** Start of EXTRACT **

Hello,
I'm new to Nimrod, so before I ask my question I'd like to congratulate the community on a powerful, approachable, forward-thinking language!
My question: I know about the "--cs:partial" command-line option, but I'm wondering if there are plans to extend it to address any of the the following use-cases:
Math: I often write forumlas in which λ_n and λ_N are intended to appear similar, yet be semantically distinct.
Python Iteroperability: It would be nice to be able to overload . to call things like __new__ or __len__.
JSON Interoperability: It would be nice to be able to overload .= to create JSON strings that conform to style-sensitive protocols (e.g. {"firstName": "Fred", "lastName": "Rick", "lastName_encoded": "Ichray"}).
Python Iteroperability: It would be nice to be able to overload . to call things like __new__ or __len__.
You can always use something like py["__new__"] = myNew for these (rare) cases. That said, identifiers are case preserving. If it happens to be a valid Nimrod identifier you should be lucky. So your JSON examples should all work.
That said, I'm not that happy with --cs:partial. I'd like to further distinguish FULLCAPS from fullcaps for better C interop. (And I really want --cs:none when hacking debugging code into the compiler or working in a REPL. ;-) )
OK. Is this likely to remain a compiler option, or will there eventually be a per-module case-sensitivity pragma, so I can write a library that uses case-sensitivity internally [1] that you can use from your case-insensitive REPL?
[1] e.g. some algorithm written with "λ_n ∈ {λ_0..λ_N}" notation.
I want to add something to this. I've always enjoyed Nimrod's style-agnostic "code your way" approach to case sensitivity and underscores.. however I had to move my project to --cs:partial awhile ago (and I'm very glad that's now an option) due to name conflicts between types & getters... for example:
type
Shader* = ref object
...
Material* = ref object
shader: Shader # private member
...
proc shader*(m:Material): Shader = m.shader # public getter
Without --cs:partial the getter and Shader type collide. However, while partial case-sensitivity works well to avoid these conflicts, I would actually prefer a better system of avoiding this and not need to rely on it (though I'll always keep my code very case consistent for potential use with it).
A simple solution to basic getters is something Araq has mentioned before as a potential future feature: + for "readonly" exposure. eg:
type
Material* = ref object
id*: GLint # public member
shader+: Shader # readonly member
...
However, that doesn't work well if you want anything more complex behind a getter (although I think the feature would be very convenient, and should be eventually added for that sake alone). What seems like the best solution here is to allow types and procs to share the same name, and choose "logical defaults" for what is chosen when, with more explicit distinction for the potential conflict areas such as object constructors. eg:
type Foo = ...
proc foo: Foo = ...
var a: Foo # uses type
var b: foo() # calls proc (if it returns a typedesc)

** End of EXTRACT **
** Start of STORED ROWS **

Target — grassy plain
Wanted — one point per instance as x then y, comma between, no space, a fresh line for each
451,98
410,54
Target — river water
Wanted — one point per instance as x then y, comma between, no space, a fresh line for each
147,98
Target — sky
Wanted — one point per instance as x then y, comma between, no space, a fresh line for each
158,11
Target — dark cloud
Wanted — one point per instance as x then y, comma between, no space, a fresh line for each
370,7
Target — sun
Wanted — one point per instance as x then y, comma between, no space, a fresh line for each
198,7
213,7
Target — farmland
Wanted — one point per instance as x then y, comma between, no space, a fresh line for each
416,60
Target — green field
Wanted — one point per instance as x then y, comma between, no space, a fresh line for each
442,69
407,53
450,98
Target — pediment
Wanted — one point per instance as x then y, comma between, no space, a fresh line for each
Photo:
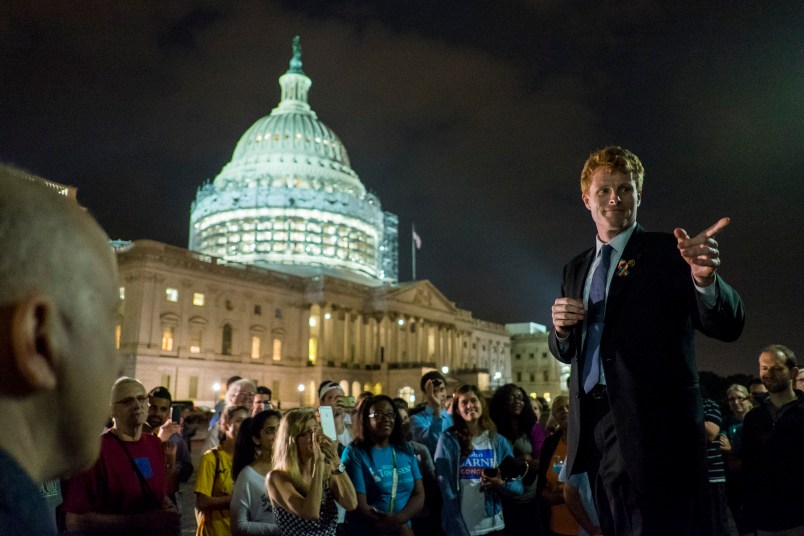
422,294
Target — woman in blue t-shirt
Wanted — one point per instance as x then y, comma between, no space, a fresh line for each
384,471
467,463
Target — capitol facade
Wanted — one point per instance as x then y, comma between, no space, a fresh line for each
291,278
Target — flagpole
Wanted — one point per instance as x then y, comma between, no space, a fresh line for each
413,248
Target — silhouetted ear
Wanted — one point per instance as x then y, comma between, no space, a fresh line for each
34,326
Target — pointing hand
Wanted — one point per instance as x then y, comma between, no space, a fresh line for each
701,252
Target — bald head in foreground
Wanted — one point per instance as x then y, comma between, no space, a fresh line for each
58,300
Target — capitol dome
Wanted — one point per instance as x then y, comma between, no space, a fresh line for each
289,199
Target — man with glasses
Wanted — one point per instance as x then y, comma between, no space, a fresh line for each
177,455
126,491
773,443
240,393
262,400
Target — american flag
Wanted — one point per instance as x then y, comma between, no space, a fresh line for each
417,239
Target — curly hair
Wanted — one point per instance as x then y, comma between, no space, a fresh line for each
245,448
613,158
498,409
286,452
460,428
361,427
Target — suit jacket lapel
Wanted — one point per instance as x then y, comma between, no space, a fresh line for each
633,250
581,272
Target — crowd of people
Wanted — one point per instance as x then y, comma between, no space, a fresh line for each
635,449
497,467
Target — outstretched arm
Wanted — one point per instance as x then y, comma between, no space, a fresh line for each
701,252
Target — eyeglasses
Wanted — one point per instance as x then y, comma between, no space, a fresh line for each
142,399
737,398
388,416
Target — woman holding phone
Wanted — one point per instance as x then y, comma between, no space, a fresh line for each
384,471
467,460
307,478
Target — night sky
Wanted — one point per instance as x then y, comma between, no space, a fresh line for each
470,118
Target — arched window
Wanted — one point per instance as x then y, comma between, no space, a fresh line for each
226,342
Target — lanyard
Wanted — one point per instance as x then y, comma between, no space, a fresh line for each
395,482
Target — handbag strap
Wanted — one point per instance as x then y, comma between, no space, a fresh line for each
395,481
146,489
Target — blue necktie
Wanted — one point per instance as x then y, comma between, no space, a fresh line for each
595,311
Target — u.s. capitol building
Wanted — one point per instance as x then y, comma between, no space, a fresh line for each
291,277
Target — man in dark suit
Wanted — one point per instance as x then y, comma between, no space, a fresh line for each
625,323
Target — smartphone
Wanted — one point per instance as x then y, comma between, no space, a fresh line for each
175,413
327,422
491,472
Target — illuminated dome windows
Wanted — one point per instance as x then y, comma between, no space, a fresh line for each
289,199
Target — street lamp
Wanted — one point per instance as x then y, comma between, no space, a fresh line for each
301,395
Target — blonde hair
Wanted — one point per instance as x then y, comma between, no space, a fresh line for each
120,383
615,159
286,452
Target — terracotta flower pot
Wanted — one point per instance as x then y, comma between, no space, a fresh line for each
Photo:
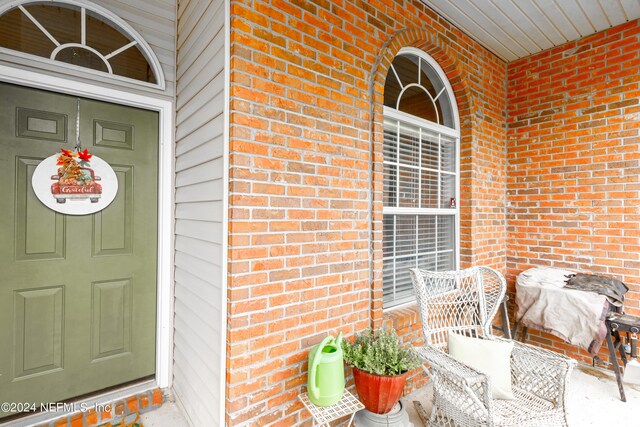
378,393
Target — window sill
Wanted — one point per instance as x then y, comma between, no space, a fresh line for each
406,321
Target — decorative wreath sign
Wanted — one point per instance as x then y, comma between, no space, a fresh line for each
75,182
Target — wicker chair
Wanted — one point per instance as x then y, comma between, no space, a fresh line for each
466,302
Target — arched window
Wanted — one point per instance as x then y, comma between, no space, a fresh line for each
420,203
79,34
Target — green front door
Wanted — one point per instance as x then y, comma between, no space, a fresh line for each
77,293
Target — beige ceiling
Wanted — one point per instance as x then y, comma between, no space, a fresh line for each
514,29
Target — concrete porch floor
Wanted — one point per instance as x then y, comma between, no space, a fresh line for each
593,401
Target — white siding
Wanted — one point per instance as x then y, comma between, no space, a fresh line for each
155,21
200,181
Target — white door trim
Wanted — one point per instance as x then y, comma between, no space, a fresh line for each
164,315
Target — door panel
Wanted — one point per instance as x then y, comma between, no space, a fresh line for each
36,124
111,326
77,293
38,331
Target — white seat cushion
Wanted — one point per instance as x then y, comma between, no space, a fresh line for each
492,358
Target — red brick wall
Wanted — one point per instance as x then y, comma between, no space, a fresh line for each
573,171
306,179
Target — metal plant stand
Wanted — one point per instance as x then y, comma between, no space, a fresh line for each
323,415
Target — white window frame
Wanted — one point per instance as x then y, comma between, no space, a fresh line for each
402,117
107,16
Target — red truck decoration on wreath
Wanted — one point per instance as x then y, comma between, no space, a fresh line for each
75,179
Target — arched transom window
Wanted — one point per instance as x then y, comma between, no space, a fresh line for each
420,203
75,33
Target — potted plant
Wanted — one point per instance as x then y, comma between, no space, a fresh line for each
380,367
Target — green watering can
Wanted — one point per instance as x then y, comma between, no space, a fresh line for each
326,372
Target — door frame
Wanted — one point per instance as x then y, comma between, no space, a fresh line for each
164,308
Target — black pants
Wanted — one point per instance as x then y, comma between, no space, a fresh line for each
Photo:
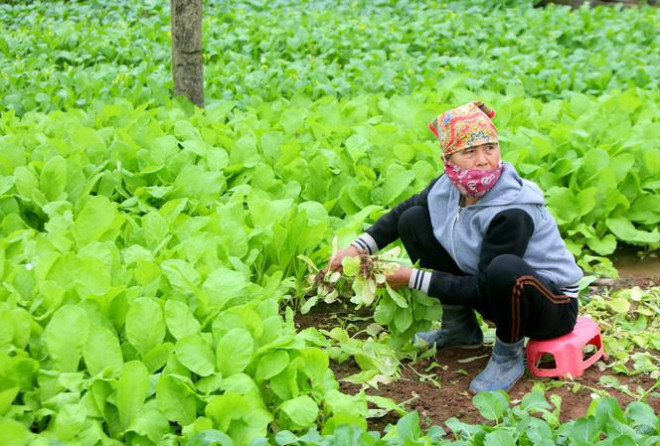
510,292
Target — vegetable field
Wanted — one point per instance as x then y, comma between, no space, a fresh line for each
155,257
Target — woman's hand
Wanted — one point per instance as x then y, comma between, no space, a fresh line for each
399,278
335,264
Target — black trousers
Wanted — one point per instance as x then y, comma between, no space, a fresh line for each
510,293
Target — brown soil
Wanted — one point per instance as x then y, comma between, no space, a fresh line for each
447,395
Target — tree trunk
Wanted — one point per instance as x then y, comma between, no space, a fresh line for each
187,68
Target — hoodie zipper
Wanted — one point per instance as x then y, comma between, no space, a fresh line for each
451,237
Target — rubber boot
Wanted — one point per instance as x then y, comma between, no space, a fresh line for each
504,369
458,328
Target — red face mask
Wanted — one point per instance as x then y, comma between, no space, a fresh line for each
472,183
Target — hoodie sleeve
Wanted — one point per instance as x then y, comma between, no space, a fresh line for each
386,228
508,233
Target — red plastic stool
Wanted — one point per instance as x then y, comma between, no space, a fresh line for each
567,350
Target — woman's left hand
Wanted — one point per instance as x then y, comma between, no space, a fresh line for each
399,278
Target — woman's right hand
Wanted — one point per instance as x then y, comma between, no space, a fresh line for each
335,263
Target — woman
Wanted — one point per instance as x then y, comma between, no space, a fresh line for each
488,243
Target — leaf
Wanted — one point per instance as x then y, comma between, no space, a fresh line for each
234,351
69,421
180,320
499,437
225,408
145,326
195,354
13,433
181,274
584,432
350,265
102,350
65,337
271,364
396,297
52,181
150,423
619,305
95,218
131,392
302,412
623,229
176,401
224,285
403,319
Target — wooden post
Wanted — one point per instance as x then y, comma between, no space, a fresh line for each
187,68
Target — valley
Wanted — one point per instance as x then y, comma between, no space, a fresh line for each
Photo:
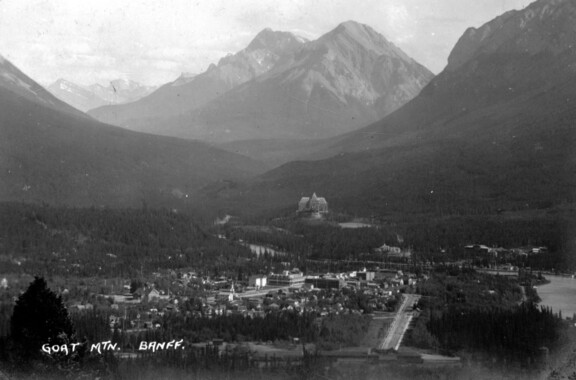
312,203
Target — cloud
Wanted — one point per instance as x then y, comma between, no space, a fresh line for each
154,41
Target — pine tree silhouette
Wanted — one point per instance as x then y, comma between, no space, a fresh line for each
39,318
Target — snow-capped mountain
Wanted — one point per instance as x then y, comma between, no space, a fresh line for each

** End of STORED ROWS **

• **WHAT YOU ARE ASKED TO DO**
From the Nimrod case-sensitivity thread above, copy the passage from "That said, I'm" to "your case-insensitive REPL?".

• **CORRECT OUTPUT**
That said, I'm not that happy with --cs:partial. I'd like to further distinguish FULLCAPS from fullcaps for better C interop. (And I really want --cs:none when hacking debugging code into the compiler or working in a REPL. ;-) )
OK. Is this likely to remain a compiler option, or will there eventually be a per-module case-sensitivity pragma, so I can write a library that uses case-sensitivity internally [1] that you can use from your case-insensitive REPL?